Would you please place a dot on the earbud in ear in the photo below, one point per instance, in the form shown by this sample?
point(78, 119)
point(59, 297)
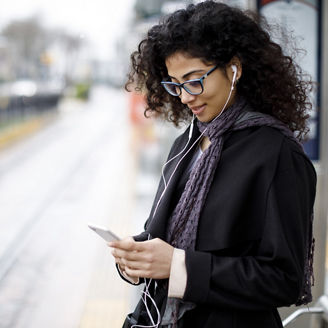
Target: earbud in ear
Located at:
point(234, 69)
....
**Task directions:** State the number of lines in this listing that contain the string "earbud", and add nothing else.

**Answer to the exercise:** 2